WHAT TO WORK ON:
• a. Could you condense the paragraph in the vgetrandom_alloc thread that begins "That would be quite unconventional" into a short list that keeps its main points?
• b. Can you extend the vgetrandom_alloc thread, picking up after its final quoted line?

SELECTED TEXT:
* * * * *

That would be quite unconventional. Most syscalls that take lengths do
so with the native register size (`unsigned long`, `size_t`), rather
than u64. If you can point to a recent trend away from this by
indicating some commits that added new syscalls with u64, I'd be happy
to be shown otherwise. But AFAIK, that's not the way it's done.
Jason
* Jason A. Donenfeld:
> Hi Florian,
>
> On Wed, Nov 23, 2022 at 11:46:58AM +0100, Florian Weimer wrote:
>> * Jason A. Donenfeld:
>>
>> > + * The vgetrandom() function in userspace requires an opaque state, which this
>> > + * function provides to userspace, by mapping a certain number of special pages
>> > + * into the calling process. It takes a hint as to the number of opaque states
>> > + * desired, and returns the number of opaque states actually allocated, the
>> > + * size of each one in bytes, and the address of the first state.
>> > + */
>> > +SYSCALL_DEFINE3(vgetrandom_alloc, unsigned long __user *, num,
>> > + unsigned long __user *, size_per_each, unsigned int, flags)
>>
>> I think you should make this __u64, so that you get a consistent
>> userspace interface on all architectures, without the need for compat
>> system calls.
>
> That would be quite unconventional. Most syscalls that take lengths do
> so with the native register size (`unsigned long`, `size_t`), rather
> than u64. If you can point to a recent trend away from this by
> indicating some commits that added new syscalls with u64, I'd be happy
> to be shown otherwise. But AFAIK, that's not the way it's done.

* * * * *

SUPPLIED INFORMATION:
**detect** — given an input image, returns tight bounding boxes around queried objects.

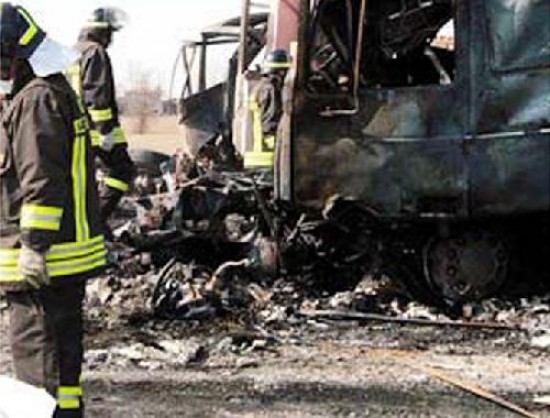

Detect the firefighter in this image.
[0,3,106,418]
[68,8,136,235]
[244,49,290,168]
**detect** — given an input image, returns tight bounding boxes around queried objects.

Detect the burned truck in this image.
[178,0,550,303]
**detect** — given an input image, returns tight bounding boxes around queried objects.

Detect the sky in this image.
[16,0,246,96]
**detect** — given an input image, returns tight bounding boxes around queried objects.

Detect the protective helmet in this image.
[0,3,78,90]
[85,7,128,32]
[263,49,290,72]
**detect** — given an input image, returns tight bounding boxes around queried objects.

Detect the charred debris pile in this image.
[87,150,550,340]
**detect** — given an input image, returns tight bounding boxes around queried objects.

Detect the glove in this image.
[18,245,50,289]
[99,129,115,152]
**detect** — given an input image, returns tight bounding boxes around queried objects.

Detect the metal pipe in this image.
[321,0,367,117]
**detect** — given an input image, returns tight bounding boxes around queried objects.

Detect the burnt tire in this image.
[128,148,171,177]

* * * * *

WRITTEN ANSWERS:
• a.
- Using u64 here would be quite unconventional.
- Most syscalls that take lengths use the native register size (`unsigned long`, `size_t`) rather than u64.
- The writer would gladly be shown otherwise by commits that added new syscalls with u64, as evidence of a recent trend away from this.
- As far as the writer knows, that is not how it's done.

• b.
See clone3 and struct clone_args. It's more common with pointers, which
are now 64 bits unconditionally: struct futex_waitv, struct rseq_cs and
struct rseq.
If the length or pointer is a system call argument, widening it to 64
bits is not necessary because zero-extension to the full register
eliminates the need for a compat system call. But if you pass the
address to a size or pointer, you'll need compat syscalls if you don't
make the passed data __u64.
Thanks,
Florian
Hi Florian,
On Thu, Nov 24, 2022 at 06:25:39AM +0100, Florian Weimer wrote:
> * Jason A. Donenfeld:
>
> > Hi Florian,
> >
> > On Wed, Nov 23, 2022 at 11:46:58AM +0100, Florian Weimer wrote:
> >> * Jason A. Donenfeld:
> >>
> >> > + * The vgetrandom() function in userspace requires an opaque state, which this
> >> > + * function provides to userspace, by mapping a certain number of special pages
> >> > + * into the calling process. It takes a hint as to the number of opaque states
> >> > + * desired, and returns the number of opaque states actually allocated, the
> >> > + * size of each one in bytes, and the address of the first state.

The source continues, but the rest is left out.